* **Task description**
Go over the lines below, and when one contains the word "suit", copy it.

* **Available data**
=== Section Start ===

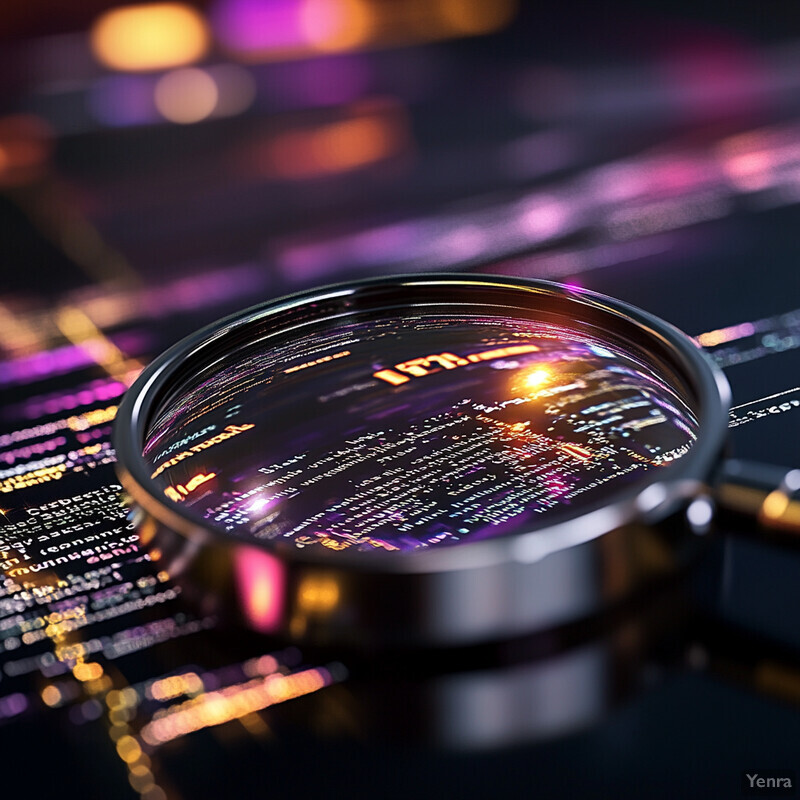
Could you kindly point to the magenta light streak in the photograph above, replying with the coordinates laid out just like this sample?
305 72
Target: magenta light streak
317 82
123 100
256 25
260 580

=== Section End ===
=== Section Start ===

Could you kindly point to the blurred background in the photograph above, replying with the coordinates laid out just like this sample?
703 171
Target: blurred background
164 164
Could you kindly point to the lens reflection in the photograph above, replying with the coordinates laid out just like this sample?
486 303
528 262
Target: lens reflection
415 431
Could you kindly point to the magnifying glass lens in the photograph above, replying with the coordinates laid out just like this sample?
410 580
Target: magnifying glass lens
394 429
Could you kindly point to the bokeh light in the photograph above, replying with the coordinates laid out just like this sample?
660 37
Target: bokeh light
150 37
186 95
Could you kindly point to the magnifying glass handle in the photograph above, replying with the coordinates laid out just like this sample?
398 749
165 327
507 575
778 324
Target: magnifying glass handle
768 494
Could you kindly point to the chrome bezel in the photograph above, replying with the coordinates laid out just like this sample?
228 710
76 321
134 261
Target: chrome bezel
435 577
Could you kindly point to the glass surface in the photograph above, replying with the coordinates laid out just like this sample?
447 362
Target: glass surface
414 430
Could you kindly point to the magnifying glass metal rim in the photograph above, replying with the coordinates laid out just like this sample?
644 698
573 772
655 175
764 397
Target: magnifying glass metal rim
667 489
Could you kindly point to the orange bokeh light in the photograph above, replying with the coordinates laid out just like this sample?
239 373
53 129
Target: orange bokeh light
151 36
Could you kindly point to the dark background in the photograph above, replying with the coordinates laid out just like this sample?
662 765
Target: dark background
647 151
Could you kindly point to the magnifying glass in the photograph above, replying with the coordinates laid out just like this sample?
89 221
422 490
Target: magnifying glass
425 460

=== Section End ===
=== Section Start ===

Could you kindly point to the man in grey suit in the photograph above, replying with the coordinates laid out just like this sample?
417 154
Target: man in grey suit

=== Section End ===

* **Result**
Could you kindly point to the man in grey suit in the photograph above, replying with the coordinates laid out just like this sample?
Target: man in grey suit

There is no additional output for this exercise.